Switch "lower cabinet" to "base cabinet" in the part of the data that opens with the line containing "Looking at the photo above, is there any gray lower" and closes with the line containing "[171,218,247,231]", then reproduce only those lines with nothing else changed.

### Raw data
········
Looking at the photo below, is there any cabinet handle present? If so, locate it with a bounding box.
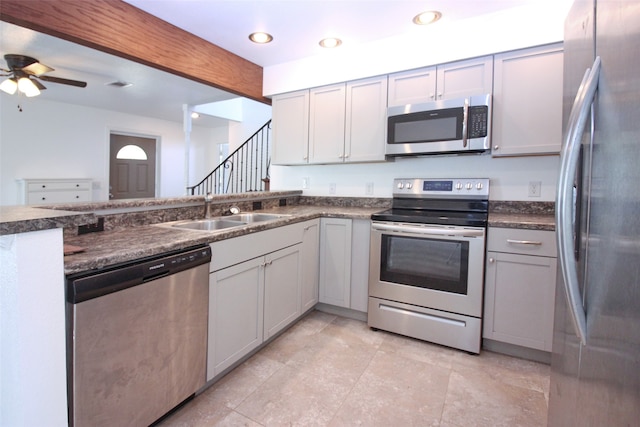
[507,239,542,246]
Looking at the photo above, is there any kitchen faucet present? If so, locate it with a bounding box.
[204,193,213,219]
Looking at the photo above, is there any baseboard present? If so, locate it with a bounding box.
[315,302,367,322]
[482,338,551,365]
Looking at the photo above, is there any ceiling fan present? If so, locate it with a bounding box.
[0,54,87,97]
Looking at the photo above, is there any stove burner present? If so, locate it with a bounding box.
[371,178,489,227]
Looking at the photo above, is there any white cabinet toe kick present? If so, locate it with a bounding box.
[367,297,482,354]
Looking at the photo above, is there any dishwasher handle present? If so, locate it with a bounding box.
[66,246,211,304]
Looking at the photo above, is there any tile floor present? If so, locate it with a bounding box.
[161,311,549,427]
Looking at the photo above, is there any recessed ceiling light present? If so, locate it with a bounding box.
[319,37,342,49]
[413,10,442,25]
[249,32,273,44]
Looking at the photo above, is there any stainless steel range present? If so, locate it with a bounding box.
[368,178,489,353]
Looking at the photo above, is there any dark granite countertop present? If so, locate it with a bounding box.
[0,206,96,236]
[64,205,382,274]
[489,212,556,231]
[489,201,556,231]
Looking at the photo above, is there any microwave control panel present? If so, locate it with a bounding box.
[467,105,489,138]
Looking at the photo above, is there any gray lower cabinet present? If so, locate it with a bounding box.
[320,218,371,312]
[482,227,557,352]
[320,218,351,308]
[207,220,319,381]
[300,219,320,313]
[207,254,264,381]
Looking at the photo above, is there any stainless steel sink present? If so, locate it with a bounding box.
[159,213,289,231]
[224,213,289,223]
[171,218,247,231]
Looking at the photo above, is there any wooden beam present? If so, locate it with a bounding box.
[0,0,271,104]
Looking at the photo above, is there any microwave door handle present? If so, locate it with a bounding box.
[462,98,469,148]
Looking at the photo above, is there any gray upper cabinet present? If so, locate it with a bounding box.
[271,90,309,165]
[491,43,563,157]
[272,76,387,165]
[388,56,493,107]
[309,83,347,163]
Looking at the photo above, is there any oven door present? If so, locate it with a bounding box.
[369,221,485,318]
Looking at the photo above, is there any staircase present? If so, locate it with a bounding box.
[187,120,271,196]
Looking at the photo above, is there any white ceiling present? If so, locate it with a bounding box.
········
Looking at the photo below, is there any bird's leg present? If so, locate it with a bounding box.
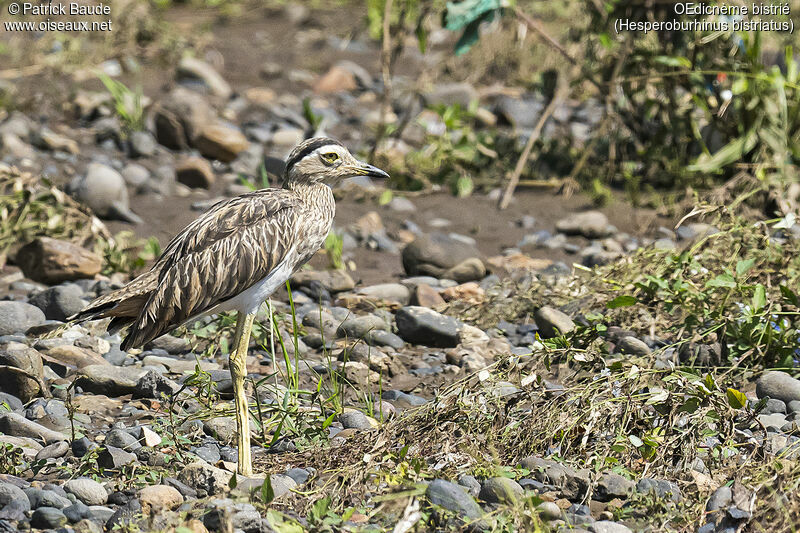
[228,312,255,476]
········
### Task output
Looking at the photo above, is there any gray base cabinet present? If so, locate it with a bounding box.
[320,218,371,312]
[482,227,557,352]
[320,218,351,308]
[207,220,319,381]
[300,219,320,313]
[207,254,264,381]
Looking at the photo above, is there any stainless steel sink present? If so, locate it with a bounding box.
[159,213,289,231]
[224,213,289,223]
[171,218,247,231]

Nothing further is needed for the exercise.